▸ Document extract
**********

Her Majesty The Queen is the first British monarch to celebrate a Platinum Jubilee, marking 70 years of service to the people of the United Kingdom and the Commonwealth. Historian Professor Philip Williamson takes a look at the changes around jubilees over the years.
Royal jubilees are invented and moveable. Originally a jubilee marked the start of a fifty-year reign, as was the case for King George III in 1809, but for Queen Victoria, it was moved to the end of her jubilee year, in 1887. Her longevity resulted in the creation of a new jubilee for her sixtieth year on the throne in 1897, named the ‘diamond jubilee’ to distinguish it from that of 1887, now retrospectively described as ‘golden’.
A ‘silver jubilee’, for twenty-five years, was invented for King George V in 1935, given his already advanced age. For Queen Elizabeth II the jubilees moved from the strict anniversary in February to that of her coronation in June, offering better weather for outdoor events. She is the first sovereign to have four jubilees: silver in 1977, golden in 2002, diamond in 2012, and now, for seventy years, the first platinum jubilee.
Jubilees celebrate not only of the reigns of sovereigns, but also the communities over which they reign. As the monarch is the symbolic head of the nation, jubilees have been national occasions. The jubilees of 1887, 1897 and 1935 were also great imperial occasions; and as the present Queen is head of the Commonwealth, her jubilees have been marked by Commonwealth events. All the jubilees have been treated as opportunities for members of the nation, empire or Commonwealth to celebrate their solidarity, institutions and public values.

**********

▸ Given records
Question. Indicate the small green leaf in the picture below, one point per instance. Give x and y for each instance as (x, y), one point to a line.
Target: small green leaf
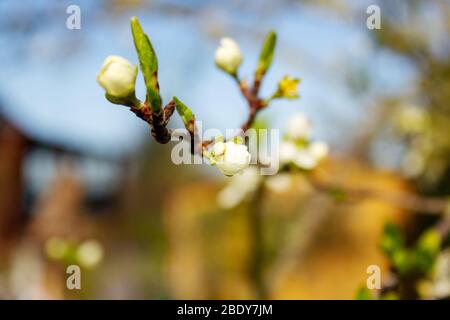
(392, 240)
(266, 55)
(364, 293)
(186, 114)
(148, 62)
(427, 250)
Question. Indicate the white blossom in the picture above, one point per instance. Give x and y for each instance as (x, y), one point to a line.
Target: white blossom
(228, 55)
(232, 157)
(117, 76)
(240, 186)
(298, 127)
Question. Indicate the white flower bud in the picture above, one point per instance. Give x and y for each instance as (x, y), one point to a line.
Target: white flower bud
(305, 160)
(218, 149)
(288, 150)
(234, 159)
(319, 149)
(228, 55)
(117, 77)
(299, 127)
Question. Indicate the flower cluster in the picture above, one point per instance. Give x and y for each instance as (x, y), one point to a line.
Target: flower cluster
(240, 187)
(228, 56)
(230, 157)
(118, 77)
(297, 148)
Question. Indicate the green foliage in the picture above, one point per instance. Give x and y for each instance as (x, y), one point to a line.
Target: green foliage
(186, 114)
(417, 260)
(266, 55)
(148, 62)
(363, 293)
(391, 240)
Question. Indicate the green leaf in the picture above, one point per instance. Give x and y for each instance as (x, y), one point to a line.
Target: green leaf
(364, 293)
(427, 249)
(148, 62)
(266, 55)
(186, 114)
(130, 101)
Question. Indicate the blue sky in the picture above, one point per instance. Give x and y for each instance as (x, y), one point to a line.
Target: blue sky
(55, 97)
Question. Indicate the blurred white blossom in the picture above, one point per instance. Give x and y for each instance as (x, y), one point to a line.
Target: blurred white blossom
(298, 149)
(228, 55)
(279, 183)
(230, 157)
(239, 188)
(298, 127)
(118, 77)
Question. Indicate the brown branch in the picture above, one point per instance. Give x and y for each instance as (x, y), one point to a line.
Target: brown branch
(157, 120)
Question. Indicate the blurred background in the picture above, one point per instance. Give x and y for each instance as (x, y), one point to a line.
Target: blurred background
(83, 182)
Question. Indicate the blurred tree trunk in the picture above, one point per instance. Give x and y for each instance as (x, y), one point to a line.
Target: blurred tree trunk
(13, 146)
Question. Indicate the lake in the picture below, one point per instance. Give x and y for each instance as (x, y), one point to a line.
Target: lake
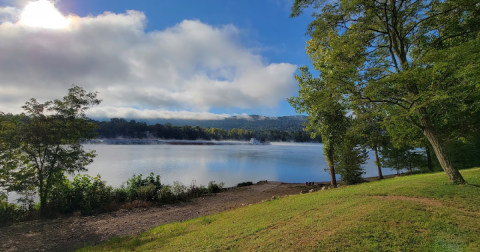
(231, 164)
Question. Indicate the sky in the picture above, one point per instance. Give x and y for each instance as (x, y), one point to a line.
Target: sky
(151, 59)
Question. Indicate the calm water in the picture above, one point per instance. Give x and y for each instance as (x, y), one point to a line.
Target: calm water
(222, 163)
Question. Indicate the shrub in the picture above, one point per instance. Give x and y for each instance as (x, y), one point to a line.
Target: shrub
(214, 188)
(85, 194)
(166, 194)
(244, 184)
(349, 161)
(10, 213)
(195, 191)
(136, 182)
(179, 190)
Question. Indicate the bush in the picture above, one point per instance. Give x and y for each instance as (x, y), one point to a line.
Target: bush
(166, 194)
(10, 213)
(214, 188)
(85, 194)
(195, 191)
(179, 190)
(244, 184)
(349, 161)
(136, 182)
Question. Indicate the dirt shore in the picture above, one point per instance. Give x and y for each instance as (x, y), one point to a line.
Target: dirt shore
(70, 233)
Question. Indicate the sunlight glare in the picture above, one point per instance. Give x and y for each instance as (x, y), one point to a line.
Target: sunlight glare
(43, 13)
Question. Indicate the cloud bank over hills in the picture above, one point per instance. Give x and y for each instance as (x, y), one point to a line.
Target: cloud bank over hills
(183, 71)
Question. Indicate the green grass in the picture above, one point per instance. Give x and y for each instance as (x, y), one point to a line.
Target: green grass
(429, 215)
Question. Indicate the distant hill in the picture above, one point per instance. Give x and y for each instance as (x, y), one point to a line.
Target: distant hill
(252, 122)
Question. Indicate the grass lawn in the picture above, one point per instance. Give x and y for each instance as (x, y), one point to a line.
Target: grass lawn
(411, 213)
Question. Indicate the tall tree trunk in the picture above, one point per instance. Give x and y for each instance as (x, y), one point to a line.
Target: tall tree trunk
(43, 198)
(330, 159)
(428, 130)
(377, 162)
(429, 158)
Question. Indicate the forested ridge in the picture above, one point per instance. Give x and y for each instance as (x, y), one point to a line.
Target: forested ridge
(262, 129)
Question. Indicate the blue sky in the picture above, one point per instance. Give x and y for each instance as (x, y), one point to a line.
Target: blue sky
(183, 59)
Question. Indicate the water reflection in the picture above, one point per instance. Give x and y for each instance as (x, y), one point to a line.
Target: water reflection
(222, 163)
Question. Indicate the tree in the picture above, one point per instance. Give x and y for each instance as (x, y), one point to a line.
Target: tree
(367, 125)
(46, 141)
(418, 59)
(326, 114)
(350, 156)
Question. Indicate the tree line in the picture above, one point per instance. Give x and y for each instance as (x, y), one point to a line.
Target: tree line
(121, 128)
(395, 76)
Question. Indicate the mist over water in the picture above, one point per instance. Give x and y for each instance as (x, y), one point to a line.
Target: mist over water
(286, 162)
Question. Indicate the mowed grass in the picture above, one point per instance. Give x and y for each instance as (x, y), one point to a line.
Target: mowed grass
(411, 213)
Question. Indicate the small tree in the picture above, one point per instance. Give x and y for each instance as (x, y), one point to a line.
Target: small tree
(46, 141)
(418, 59)
(349, 160)
(327, 114)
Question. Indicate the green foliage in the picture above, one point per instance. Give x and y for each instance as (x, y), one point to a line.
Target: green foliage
(402, 158)
(84, 193)
(418, 60)
(349, 160)
(166, 194)
(10, 213)
(147, 188)
(407, 213)
(132, 129)
(326, 108)
(244, 184)
(214, 188)
(40, 146)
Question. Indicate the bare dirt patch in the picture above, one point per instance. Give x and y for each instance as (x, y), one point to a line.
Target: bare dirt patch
(70, 233)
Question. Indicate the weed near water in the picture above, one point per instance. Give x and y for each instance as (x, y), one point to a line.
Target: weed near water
(411, 213)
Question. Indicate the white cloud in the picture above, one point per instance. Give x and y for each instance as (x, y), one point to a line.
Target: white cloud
(190, 67)
(120, 112)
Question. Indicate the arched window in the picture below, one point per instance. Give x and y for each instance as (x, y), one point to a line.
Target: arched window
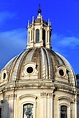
(28, 110)
(37, 35)
(63, 111)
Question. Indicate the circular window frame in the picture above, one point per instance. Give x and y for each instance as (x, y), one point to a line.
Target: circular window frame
(30, 70)
(61, 72)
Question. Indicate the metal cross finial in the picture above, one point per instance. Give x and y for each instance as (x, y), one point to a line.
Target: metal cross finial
(39, 10)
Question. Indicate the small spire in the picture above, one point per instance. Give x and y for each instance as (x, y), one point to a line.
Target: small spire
(32, 19)
(39, 10)
(28, 23)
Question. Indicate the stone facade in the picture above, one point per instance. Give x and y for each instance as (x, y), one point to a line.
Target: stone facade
(38, 83)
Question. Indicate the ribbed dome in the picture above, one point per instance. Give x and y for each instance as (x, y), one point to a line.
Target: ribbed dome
(39, 63)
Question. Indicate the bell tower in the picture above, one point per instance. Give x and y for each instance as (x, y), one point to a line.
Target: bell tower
(39, 32)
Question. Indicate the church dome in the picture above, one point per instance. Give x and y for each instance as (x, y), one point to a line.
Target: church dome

**********

▸ Task to carry out
In the text on royal jubilees above, rewrite the paragraph beginning "A ‘silver jubilee’, for twenty-five years" as a short bulleted list that keeps its main facts.

▸ Exercise answer
- The silver jubilee, for twenty-five years, was invented for King George V in 1935 because of his advanced age.
- Queen Elizabeth II's jubilees moved from the February anniversary to the June coronation anniversary for better weather for outdoor events.
- She is the first sovereign to have four jubilees: silver (1977), golden (2002), diamond (2012) and the first platinum jubilee, for seventy years.